▸ Working data

<<<<

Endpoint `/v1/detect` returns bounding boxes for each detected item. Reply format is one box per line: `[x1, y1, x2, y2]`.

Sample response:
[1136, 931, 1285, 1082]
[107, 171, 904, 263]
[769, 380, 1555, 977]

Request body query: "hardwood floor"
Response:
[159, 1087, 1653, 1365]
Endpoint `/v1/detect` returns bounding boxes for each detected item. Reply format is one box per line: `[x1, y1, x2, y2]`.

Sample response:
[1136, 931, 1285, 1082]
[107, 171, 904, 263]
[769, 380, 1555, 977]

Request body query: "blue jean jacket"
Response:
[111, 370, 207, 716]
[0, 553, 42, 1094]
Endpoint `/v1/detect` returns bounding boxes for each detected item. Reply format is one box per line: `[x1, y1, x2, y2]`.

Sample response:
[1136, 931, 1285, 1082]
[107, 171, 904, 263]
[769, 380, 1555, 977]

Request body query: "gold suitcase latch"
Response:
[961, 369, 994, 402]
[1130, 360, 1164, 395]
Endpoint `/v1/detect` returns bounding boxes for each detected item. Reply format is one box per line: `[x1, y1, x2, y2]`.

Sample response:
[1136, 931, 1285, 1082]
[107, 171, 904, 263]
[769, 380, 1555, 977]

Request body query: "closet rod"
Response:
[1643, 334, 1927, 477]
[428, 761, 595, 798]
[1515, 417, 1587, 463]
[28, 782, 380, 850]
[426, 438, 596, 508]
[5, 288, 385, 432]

>>>>

▸ What you should do
The data should be printed again exactly, line for line.

▸ Result of this task
Endpoint `/v1/detect` returns bounding boxes for each detected item. Reply format is one box per line: `[x1, y1, x2, y2]`.

Sample response:
[1136, 931, 1285, 1082]
[107, 171, 904, 263]
[769, 380, 1555, 977]

Request body query: "hardwood floor"
Response:
[159, 1087, 1653, 1365]
Endpoint `/v1/detect` returns bounding boxes for each detected item. Reply format is one box per line: `[x1, y1, x2, y2]`.

Sample response:
[1136, 931, 1285, 1082]
[107, 171, 904, 263]
[769, 380, 1555, 977]

Request body query: "blue jean jacket"
Response:
[111, 370, 207, 716]
[0, 553, 42, 1094]
Endpoint `/v1/detect` returns bounding boxes for each detected item. Reply format is one box per line: `[x1, y1, x2, y2]`.

Sample response:
[1136, 931, 1285, 1082]
[107, 171, 904, 263]
[769, 380, 1555, 977]

Request body query: "gold suitcase latch"
Response:
[961, 369, 994, 402]
[1130, 360, 1164, 395]
Endpoint `/v1/detect` returns bounding boxes for each detected item. Reply format is one box per line: `[x1, y1, x2, y2]`.

Sample response:
[1136, 931, 1285, 1082]
[107, 171, 904, 263]
[769, 380, 1555, 977]

Request body query: "closet rod"
Response:
[1643, 334, 1927, 477]
[428, 761, 595, 798]
[1515, 417, 1587, 463]
[28, 782, 380, 850]
[426, 438, 596, 508]
[5, 288, 385, 432]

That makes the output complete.